• [Work request]: Duplicate the portion of the Coca-Cola in India summary between "India ad US" and "investors (Fernando, 2002).", inclusive, without any change to its wording.

Summary
The author (Jacklyn Jones) of the case outline that Coca-Cola Company is one of the largest beverage company. It offers more than 500 products in over 200 countries and has billions of sales each day. In 2006-2006 Coca-Cola was banned from distributing its products in the region of Kerala, India. Coca-Cola faced many problems and challenges, especially when the Kerala minister of health, Karnataka R. Ashok, banned the manufacture and sale of Coca-Cola products in that region claiming that it had some levels of pesticides, but was later approved by a British court.
In the 1960s and 1970s, the Indian economy had many challenges that hindered foreign companies to invest there. There were many restrictions on economic activities and the government had problems employing reform. They traditionally undervalued business and rated leisure as the most important activity. However, these restrictions were simplified with economic reforms in place, and many companies are doing business in India. Consequently, Coca-Cola hired the Energy Resource Institute (TERI) to evaluate its operations in India engaged because it was claimed that the company was engaged in disreputable behaviors like causing severe water shortage, fixing their water-extracting plants in drought-prone areas, and reckless disposal of toxic waste the company (Luthans & Doh, 2009).
India ad US Culture
Indians had no time for business, but engaged in other activities; they traditionally undervalued business and valued leisure as the main activity. On the other hand, the US has many cases of obesity and thus, avoided the coca-cola syrup product and the fact that the coca-cola drink was believed to be harmful. The US may have wanted to investigate the company, but with controls being put into place, they feared investing in the company that they were not sure of, with the government being unable to employ reforms. Similarly, India had bureaucratic and political divisions and is known to be extremely suspicious of foreign investors since the colonial era, and there have been some differences between the government of India and foreign investors (Fernando, 2002).

• [Provided material]:

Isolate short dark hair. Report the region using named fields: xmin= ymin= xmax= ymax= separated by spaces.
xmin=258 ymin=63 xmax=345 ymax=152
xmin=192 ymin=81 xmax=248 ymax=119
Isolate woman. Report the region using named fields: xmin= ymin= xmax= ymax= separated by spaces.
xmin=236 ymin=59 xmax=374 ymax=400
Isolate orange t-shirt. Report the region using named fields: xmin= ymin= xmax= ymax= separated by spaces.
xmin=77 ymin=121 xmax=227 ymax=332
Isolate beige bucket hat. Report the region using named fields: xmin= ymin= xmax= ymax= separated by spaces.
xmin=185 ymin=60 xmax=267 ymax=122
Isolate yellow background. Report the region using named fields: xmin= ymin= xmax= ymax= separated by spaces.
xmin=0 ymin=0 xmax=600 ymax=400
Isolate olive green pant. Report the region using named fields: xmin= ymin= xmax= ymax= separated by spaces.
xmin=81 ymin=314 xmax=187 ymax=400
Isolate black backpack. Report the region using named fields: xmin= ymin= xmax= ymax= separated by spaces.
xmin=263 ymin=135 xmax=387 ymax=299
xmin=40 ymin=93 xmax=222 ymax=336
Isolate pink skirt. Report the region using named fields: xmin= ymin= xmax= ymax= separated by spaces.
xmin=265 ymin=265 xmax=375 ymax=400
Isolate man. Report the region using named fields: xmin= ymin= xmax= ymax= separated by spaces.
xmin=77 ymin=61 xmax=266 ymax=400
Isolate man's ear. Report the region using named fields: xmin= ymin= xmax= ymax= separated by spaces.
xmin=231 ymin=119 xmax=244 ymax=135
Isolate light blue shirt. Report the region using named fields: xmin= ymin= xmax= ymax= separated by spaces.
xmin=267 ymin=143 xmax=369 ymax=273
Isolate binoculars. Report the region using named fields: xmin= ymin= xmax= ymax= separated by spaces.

• [Response area]:
India ad US Culture
Indians had no time for business, but engaged in other activities; they traditionally undervalued business and valued leisure as the main activity. On the other hand, the US has many cases of obesity and thus, avoided the coca-cola syrup product and the fact that the coca-cola drink was believed to be harmful. The US may have wanted to investigate the company, but with controls being put into place, they feared investing in the company that they were not sure of, with the government being unable to employ reforms. Similarly, India had bureaucratic and political divisions and is known to be extremely suspicious of foreign investors since the colonial era, and there have been some differences between the government of India and foreign investors (Fernando, 2002).